Count how many of the rows below contain the word "white", and reply with that number alone.
## begin Data excerpts
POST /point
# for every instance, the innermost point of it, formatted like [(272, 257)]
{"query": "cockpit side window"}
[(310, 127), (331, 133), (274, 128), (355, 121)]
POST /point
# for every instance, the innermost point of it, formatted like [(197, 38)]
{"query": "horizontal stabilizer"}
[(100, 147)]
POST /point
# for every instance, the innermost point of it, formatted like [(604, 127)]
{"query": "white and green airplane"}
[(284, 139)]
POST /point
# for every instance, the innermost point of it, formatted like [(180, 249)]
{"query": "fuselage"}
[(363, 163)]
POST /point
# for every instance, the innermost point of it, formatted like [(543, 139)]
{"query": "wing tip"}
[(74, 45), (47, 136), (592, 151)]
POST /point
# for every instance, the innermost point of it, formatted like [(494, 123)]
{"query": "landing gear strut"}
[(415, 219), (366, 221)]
## end Data excerpts
## begin Data excerpts
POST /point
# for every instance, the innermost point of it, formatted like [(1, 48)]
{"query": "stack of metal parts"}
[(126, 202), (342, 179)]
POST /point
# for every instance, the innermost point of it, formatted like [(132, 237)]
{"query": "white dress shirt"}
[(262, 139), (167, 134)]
## end Data excerpts
## begin Data excerpts
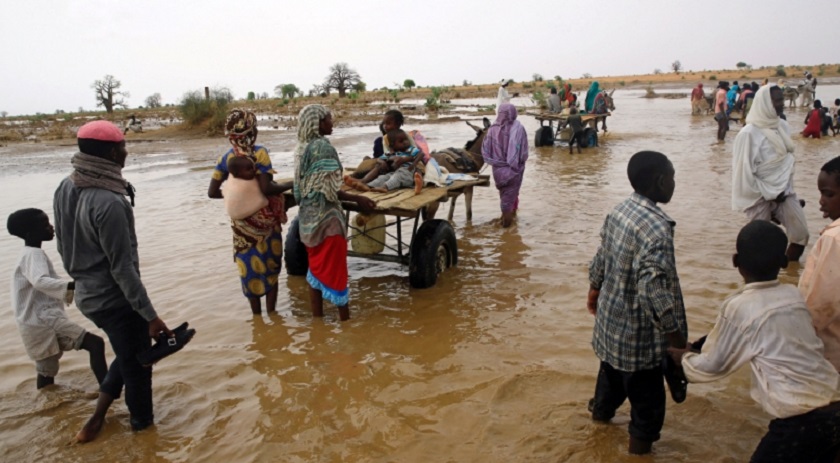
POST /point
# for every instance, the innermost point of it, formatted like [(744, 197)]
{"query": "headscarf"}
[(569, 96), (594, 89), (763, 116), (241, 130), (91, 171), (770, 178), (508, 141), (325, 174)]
## end Data excerpts
## Output for this exercise
2